Rows from a dataset:
>> start
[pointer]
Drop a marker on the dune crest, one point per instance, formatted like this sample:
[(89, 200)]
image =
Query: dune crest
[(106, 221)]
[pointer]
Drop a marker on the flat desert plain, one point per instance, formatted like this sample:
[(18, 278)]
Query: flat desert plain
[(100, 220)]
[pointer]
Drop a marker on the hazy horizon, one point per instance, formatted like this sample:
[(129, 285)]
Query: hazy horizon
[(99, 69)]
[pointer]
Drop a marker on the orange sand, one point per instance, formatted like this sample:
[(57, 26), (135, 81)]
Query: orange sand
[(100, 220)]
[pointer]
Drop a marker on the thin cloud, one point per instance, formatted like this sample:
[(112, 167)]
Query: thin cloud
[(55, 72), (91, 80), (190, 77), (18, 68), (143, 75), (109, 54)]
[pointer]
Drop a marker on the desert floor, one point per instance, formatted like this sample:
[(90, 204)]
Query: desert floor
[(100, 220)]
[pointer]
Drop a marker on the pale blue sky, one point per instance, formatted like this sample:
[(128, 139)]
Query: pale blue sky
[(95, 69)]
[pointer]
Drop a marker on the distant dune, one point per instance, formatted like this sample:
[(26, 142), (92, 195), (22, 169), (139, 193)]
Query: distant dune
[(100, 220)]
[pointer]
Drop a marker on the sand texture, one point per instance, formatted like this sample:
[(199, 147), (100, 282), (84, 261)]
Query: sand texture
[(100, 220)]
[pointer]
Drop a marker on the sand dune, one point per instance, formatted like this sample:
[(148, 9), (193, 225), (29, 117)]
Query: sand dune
>> end
PROBLEM:
Reproduce the records word for word.

WORKED SOLUTION:
[pointer]
Drop a marker on the dune crest, one point per instance, formatted like this sample:
[(89, 200)]
image =
Query: dune crest
[(106, 221)]
[pointer]
Drop a marker on the flat desert plain, one point per instance, formatted like this sample:
[(18, 278)]
Query: flat desert plain
[(100, 220)]
[pointer]
Drop a marker on the hazy horizon, one point per instance, formatted like this sample:
[(129, 285)]
Query: hazy horizon
[(99, 69)]
[pointer]
Drop a marker on the orange sand, one point per instance, formatted like this sample:
[(57, 26), (135, 81)]
Query: orange sand
[(100, 220)]
[pointer]
Drop a marker on the thin cloud, one point per instance, formatted like this sample:
[(112, 167)]
Query: thin cloud
[(55, 72), (91, 80), (190, 77), (18, 68), (143, 75), (109, 54)]
[pointer]
Drop a marker on the desert floor, one point per instance, formatted like this sample:
[(90, 204)]
Query: desert floor
[(100, 220)]
[pointer]
Drop a marker on the pale blue sky, one point per instance, formatted like this sample:
[(128, 139)]
Query: pale blue sky
[(95, 69)]
[pointer]
Drop a marker on the distant dune, one point per instance, formatted like this sample:
[(26, 142), (92, 195), (22, 169), (139, 193)]
Query: distant dune
[(100, 220)]
[pointer]
Drop a marker on the sand texture, one point per instance, formatted like this sample:
[(199, 147), (100, 282), (84, 261)]
Query: sand texture
[(100, 220)]
[pointer]
Drop a marker on the sand dune, one point per instance, formatted like this sample:
[(148, 9), (193, 225), (29, 117)]
Query: sand dune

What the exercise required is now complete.